-- Data excerpts --
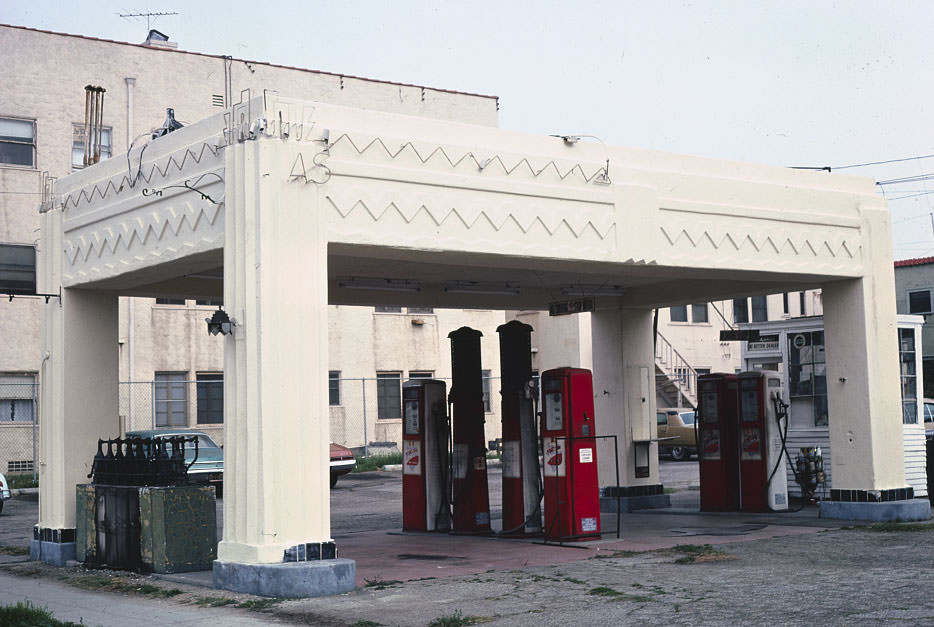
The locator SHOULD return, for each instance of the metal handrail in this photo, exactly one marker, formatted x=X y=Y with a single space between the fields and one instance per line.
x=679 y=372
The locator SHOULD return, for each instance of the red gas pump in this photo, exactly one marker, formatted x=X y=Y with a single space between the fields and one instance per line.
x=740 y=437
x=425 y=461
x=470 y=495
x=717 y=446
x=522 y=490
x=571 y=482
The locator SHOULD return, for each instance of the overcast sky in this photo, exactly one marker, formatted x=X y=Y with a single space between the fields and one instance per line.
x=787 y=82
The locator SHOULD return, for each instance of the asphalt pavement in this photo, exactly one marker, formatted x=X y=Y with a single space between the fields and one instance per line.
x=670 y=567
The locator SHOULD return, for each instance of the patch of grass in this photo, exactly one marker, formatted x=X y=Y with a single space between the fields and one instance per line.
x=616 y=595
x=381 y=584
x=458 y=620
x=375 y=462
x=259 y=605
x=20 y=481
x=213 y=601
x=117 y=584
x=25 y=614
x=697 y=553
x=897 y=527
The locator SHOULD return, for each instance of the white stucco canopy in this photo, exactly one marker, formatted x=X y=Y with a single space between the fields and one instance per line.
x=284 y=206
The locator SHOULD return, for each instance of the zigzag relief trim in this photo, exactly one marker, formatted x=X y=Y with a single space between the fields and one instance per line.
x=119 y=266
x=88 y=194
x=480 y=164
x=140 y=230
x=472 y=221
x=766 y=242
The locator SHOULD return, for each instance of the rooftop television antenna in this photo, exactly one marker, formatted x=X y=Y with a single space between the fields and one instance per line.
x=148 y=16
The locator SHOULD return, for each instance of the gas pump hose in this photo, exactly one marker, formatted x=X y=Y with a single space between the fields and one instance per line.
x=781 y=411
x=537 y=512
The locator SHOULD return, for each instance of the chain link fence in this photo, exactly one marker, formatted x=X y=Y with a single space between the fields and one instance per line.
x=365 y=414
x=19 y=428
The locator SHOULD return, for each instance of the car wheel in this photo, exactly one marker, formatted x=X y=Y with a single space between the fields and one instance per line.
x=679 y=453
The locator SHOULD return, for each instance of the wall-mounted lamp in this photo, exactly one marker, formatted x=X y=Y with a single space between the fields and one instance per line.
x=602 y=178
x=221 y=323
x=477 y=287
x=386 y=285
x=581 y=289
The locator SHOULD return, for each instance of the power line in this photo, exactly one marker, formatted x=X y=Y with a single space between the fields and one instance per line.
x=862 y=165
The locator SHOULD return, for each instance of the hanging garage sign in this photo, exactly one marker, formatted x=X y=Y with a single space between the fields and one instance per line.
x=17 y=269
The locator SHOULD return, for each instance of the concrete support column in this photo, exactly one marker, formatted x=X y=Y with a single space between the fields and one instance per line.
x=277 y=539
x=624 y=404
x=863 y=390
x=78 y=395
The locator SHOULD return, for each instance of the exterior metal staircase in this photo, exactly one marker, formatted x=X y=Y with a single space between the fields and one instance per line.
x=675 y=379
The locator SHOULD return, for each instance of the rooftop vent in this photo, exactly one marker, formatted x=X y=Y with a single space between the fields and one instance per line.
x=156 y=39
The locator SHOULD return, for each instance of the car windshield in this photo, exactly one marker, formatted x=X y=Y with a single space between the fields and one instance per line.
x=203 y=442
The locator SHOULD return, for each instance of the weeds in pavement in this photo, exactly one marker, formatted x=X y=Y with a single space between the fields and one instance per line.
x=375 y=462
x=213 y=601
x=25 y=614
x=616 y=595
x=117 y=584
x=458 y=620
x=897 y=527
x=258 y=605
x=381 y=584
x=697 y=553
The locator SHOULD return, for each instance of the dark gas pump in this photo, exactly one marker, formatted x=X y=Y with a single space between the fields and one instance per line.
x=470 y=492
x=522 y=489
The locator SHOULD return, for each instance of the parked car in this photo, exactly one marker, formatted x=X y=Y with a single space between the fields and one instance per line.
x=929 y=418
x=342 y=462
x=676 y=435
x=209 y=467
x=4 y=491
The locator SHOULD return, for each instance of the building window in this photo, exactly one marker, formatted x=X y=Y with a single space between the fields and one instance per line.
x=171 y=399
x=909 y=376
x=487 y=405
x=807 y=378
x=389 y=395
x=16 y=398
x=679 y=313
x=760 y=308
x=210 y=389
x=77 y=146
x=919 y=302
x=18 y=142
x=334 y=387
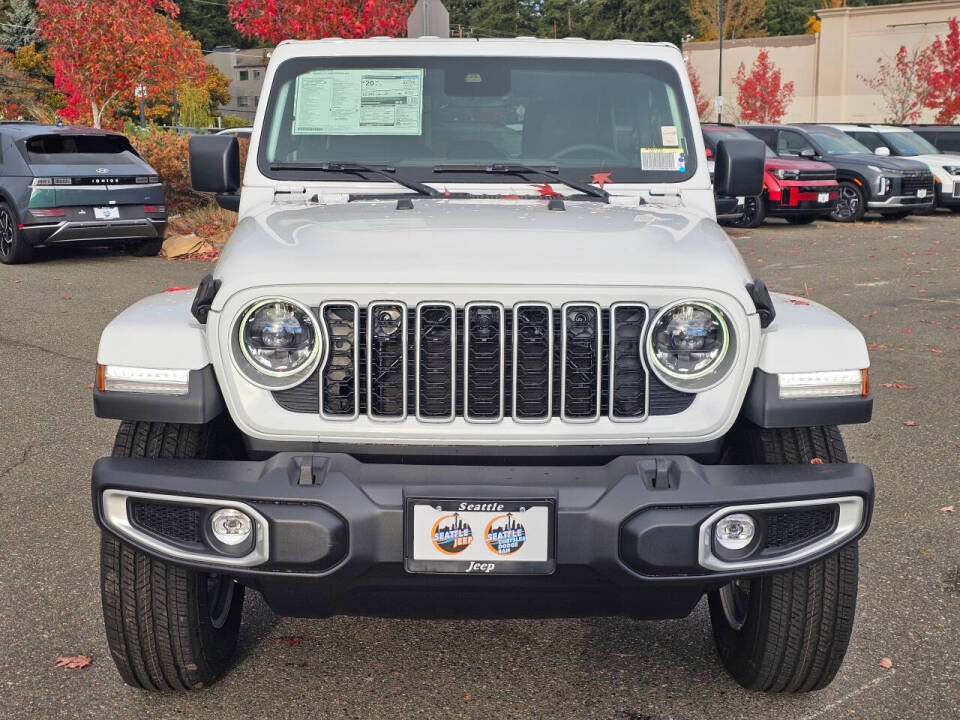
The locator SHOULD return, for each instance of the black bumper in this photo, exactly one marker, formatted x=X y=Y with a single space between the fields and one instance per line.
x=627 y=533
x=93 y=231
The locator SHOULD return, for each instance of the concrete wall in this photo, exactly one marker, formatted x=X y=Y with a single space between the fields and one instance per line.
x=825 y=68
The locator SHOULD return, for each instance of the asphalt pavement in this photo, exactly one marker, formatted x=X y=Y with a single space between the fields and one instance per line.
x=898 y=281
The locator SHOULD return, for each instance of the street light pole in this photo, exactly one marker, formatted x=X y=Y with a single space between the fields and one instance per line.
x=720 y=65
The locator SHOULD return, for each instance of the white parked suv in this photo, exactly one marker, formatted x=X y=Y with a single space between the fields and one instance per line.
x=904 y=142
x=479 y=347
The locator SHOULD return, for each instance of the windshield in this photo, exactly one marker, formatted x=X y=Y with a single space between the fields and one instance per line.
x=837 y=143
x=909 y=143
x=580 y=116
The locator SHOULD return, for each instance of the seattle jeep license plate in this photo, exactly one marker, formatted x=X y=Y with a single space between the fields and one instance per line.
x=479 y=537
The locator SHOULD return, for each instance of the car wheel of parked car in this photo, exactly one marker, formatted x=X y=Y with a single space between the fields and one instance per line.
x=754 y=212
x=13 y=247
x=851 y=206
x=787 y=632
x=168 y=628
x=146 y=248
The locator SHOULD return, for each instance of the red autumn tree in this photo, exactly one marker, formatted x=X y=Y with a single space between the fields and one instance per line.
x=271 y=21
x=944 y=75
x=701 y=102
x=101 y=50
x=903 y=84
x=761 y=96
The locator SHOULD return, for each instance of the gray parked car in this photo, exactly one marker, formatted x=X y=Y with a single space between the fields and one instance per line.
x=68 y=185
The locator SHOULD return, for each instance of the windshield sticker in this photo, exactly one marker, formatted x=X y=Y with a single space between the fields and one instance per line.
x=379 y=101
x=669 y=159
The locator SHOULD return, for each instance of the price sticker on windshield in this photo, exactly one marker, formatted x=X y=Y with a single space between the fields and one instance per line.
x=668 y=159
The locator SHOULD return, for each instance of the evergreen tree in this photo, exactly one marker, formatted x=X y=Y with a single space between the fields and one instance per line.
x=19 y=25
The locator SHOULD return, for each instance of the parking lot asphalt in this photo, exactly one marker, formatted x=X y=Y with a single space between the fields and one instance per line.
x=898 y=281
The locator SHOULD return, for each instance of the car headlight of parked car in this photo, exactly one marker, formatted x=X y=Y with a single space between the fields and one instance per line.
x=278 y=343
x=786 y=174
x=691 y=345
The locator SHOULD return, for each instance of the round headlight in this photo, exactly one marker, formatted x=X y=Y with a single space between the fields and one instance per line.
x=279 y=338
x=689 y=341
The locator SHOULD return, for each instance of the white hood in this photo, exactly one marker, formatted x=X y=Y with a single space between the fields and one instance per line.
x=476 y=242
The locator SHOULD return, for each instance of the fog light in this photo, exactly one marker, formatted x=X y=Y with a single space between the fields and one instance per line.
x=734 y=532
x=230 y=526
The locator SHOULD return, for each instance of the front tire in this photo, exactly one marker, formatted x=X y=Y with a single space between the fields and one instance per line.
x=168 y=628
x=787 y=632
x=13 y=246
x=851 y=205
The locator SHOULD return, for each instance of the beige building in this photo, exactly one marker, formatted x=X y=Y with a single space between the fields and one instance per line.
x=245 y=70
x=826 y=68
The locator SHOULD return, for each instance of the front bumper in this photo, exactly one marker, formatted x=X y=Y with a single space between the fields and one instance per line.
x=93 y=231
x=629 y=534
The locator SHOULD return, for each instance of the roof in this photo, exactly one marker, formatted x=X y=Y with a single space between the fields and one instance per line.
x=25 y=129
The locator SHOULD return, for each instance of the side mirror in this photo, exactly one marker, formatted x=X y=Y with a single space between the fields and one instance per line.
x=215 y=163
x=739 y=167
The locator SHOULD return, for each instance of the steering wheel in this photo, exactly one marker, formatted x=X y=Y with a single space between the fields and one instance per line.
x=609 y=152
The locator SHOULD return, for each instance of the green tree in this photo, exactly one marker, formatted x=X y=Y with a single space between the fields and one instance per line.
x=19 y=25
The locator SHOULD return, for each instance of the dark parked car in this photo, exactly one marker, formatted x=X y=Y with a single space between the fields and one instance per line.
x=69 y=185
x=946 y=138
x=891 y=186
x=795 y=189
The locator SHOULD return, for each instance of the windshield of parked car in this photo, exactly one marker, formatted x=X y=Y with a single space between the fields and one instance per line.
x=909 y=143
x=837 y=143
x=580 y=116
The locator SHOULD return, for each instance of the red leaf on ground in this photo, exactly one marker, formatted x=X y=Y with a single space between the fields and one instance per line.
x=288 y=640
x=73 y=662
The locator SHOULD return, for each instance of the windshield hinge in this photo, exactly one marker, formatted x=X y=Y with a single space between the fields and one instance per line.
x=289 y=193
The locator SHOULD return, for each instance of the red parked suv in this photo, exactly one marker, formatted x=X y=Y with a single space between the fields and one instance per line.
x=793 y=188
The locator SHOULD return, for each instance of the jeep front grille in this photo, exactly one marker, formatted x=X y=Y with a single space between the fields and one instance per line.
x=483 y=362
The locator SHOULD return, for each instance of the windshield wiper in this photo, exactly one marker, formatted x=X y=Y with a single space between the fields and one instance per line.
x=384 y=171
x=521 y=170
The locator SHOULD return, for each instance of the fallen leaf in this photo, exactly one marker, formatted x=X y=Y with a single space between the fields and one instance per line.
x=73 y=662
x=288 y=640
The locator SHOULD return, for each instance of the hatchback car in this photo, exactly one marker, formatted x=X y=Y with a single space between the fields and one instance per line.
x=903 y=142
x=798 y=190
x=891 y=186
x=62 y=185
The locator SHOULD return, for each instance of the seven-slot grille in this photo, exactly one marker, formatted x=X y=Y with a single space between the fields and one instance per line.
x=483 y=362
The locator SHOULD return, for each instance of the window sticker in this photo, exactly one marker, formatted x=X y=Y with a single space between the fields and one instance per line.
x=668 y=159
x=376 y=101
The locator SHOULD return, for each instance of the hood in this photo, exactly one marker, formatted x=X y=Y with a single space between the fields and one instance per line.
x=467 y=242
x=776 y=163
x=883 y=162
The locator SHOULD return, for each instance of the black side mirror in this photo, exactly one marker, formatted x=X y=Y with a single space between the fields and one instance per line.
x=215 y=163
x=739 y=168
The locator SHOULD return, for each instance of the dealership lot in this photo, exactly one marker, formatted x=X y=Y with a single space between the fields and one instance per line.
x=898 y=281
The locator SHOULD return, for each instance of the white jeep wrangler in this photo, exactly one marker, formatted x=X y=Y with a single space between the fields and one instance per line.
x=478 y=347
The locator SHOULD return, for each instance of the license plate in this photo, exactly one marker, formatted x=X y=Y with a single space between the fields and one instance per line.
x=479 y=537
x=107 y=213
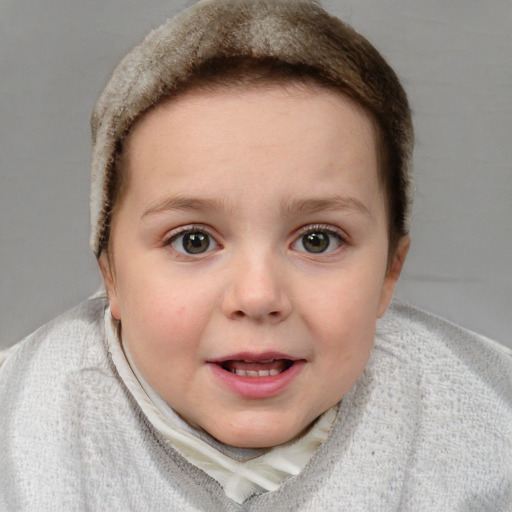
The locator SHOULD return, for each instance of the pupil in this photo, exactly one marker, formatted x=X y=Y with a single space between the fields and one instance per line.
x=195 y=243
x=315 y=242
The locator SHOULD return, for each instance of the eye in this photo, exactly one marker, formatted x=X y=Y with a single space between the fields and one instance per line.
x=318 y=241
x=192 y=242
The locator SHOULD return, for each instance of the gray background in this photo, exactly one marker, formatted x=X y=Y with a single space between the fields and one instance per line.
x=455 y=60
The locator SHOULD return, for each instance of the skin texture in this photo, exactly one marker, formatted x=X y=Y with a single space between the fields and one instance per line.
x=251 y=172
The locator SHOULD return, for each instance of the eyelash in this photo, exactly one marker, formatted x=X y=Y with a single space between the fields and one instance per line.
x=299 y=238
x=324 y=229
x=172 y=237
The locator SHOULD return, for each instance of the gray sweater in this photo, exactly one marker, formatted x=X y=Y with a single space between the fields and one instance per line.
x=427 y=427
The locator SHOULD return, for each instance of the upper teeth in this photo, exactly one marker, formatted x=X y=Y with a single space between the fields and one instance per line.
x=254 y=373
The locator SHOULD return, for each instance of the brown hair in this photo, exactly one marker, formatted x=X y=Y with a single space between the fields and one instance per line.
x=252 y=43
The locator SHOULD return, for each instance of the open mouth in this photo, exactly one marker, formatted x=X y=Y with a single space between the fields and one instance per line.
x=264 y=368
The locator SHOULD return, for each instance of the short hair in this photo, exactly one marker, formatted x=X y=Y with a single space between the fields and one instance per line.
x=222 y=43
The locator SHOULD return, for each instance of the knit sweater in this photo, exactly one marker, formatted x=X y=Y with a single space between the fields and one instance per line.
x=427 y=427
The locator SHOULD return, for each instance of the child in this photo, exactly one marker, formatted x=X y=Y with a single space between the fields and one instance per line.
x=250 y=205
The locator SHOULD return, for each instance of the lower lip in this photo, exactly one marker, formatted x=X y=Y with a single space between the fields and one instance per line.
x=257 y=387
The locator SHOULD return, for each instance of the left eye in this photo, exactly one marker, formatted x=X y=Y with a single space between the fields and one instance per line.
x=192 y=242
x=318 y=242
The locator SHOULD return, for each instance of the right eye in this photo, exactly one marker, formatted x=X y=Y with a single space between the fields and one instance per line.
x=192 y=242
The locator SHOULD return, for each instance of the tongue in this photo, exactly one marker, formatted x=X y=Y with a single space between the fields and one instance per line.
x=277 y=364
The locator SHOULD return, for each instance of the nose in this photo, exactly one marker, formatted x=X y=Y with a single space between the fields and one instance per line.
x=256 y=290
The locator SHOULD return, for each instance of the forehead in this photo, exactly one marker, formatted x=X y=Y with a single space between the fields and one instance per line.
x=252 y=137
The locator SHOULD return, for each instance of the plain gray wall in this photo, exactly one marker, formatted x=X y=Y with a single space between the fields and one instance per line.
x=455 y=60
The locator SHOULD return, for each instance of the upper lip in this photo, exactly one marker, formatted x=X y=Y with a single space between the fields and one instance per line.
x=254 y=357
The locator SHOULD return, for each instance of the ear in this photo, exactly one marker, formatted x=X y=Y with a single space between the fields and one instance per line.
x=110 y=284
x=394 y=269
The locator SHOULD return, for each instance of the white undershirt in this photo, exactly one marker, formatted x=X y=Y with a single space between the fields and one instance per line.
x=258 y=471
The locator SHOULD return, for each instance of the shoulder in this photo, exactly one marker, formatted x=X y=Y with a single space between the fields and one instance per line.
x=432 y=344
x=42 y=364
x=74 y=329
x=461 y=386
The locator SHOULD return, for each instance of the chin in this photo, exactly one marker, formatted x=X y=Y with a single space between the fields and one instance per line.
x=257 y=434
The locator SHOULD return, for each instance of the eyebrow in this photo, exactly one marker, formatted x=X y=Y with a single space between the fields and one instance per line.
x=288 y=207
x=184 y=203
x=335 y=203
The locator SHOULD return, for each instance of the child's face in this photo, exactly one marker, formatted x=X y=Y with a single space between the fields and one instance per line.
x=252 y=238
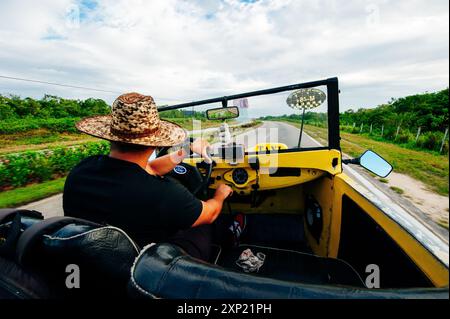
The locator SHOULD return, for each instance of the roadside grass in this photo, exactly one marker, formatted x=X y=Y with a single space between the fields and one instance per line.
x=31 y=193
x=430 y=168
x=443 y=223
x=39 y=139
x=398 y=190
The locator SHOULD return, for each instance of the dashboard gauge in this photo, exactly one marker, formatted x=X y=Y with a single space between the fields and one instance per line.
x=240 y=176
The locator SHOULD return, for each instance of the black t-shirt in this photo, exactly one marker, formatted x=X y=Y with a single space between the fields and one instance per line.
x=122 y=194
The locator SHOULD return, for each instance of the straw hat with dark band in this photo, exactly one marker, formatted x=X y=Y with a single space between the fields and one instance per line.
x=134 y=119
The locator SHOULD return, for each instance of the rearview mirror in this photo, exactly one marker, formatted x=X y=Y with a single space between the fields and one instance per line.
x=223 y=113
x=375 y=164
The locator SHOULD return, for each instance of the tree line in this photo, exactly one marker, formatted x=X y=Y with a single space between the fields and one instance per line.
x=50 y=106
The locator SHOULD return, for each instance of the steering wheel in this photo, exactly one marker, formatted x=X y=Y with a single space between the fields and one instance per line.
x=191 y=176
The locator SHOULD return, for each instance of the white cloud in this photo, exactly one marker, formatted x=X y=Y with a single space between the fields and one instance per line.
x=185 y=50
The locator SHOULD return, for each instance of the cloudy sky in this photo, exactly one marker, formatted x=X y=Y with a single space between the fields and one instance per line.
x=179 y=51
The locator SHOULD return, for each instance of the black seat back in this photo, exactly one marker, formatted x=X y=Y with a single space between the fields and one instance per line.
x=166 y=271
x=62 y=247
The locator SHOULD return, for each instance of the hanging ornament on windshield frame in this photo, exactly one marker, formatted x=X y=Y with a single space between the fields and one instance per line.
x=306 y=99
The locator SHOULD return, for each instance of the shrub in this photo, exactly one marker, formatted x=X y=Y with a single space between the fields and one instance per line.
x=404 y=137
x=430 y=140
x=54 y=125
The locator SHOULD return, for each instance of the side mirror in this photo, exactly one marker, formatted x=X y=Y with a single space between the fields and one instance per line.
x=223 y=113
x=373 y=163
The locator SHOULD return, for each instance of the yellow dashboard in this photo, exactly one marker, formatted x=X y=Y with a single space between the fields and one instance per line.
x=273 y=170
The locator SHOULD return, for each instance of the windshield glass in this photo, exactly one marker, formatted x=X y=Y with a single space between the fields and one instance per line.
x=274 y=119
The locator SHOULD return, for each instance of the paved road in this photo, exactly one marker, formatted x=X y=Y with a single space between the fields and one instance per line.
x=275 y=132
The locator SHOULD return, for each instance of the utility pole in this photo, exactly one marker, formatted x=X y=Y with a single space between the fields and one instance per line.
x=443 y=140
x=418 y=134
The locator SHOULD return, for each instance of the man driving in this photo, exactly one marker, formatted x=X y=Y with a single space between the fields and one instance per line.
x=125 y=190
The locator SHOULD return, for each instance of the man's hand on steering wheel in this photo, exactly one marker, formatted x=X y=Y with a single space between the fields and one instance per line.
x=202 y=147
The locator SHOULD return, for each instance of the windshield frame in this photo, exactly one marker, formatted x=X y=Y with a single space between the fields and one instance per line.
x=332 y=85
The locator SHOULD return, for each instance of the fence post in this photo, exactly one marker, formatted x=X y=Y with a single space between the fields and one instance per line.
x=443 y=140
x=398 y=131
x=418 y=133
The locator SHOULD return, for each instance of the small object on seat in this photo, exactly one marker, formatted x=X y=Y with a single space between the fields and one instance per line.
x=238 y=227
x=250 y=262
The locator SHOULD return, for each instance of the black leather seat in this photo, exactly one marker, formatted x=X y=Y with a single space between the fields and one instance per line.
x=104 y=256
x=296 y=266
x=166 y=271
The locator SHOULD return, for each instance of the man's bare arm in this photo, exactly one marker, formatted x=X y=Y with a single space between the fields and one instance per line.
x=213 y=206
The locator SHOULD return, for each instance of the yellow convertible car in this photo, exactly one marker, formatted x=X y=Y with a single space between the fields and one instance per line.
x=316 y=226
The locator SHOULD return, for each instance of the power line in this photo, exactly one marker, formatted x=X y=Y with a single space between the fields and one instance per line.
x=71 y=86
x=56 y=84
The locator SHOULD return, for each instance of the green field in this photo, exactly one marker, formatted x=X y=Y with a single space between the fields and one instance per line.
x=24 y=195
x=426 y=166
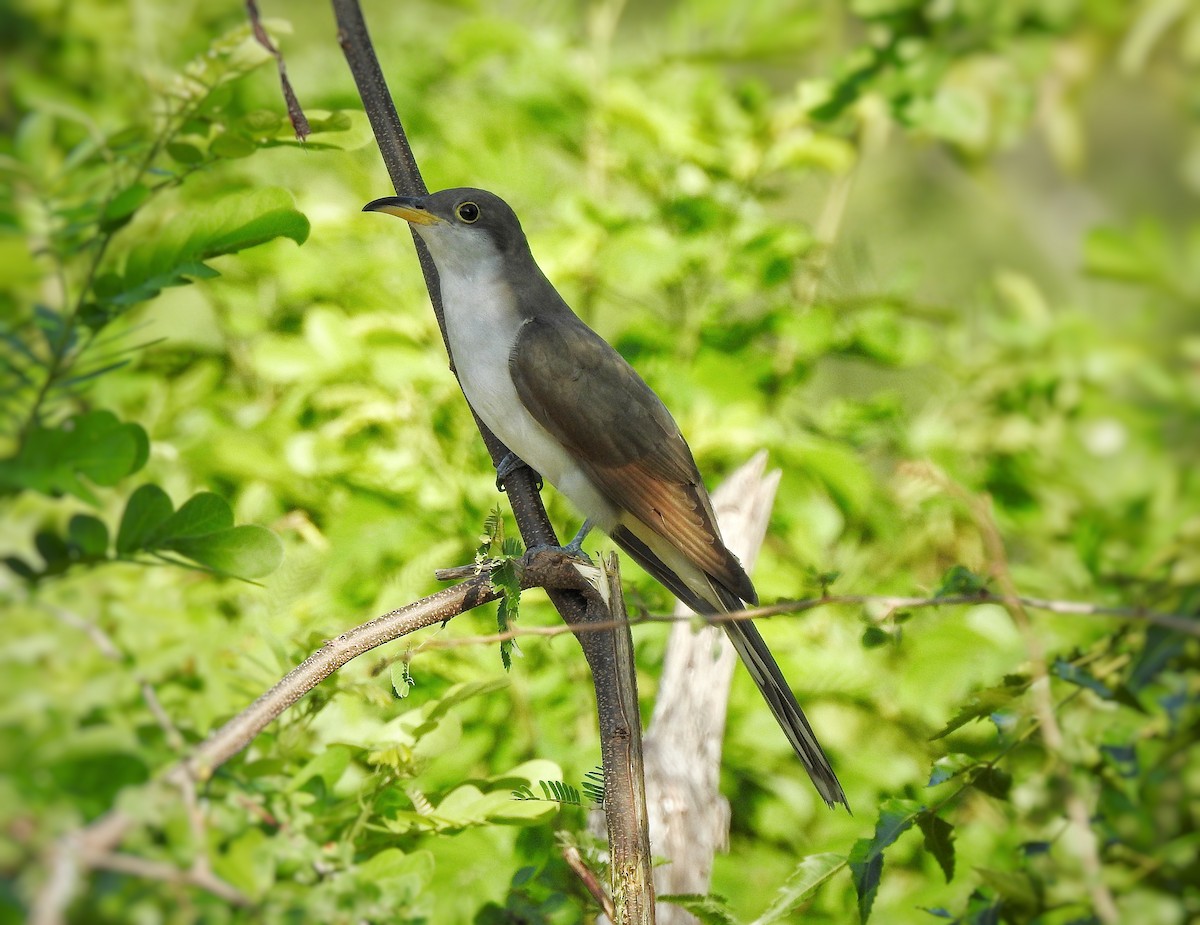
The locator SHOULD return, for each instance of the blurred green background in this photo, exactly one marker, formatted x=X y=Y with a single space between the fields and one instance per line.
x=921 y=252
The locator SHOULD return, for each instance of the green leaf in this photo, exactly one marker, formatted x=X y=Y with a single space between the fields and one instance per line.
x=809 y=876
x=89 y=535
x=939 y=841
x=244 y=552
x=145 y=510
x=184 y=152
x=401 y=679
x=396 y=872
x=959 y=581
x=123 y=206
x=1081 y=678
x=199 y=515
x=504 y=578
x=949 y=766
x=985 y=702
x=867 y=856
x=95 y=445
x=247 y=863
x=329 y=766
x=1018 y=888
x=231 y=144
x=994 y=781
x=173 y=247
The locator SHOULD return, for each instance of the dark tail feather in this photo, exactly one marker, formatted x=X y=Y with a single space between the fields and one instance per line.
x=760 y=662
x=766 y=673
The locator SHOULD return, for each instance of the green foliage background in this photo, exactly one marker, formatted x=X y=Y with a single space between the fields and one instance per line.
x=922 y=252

-- Work to complete --
Reproduce the lines word for word, from the first one through the line containing "x=571 y=482". Leave out the pictures.

-- Answer to this task --
The locator SHOULD return, for each instance of the metal handrail in this photo, exactly one marker, formatted x=X y=Y with a single space between the fields and one instance per line.
x=679 y=372
The locator SHOULD return, for each instance of the red gas pump in this photo, exactly one marker, formatted x=X y=Y with a single space between the fields and one instance per line.
x=740 y=437
x=425 y=461
x=470 y=495
x=717 y=446
x=522 y=490
x=571 y=482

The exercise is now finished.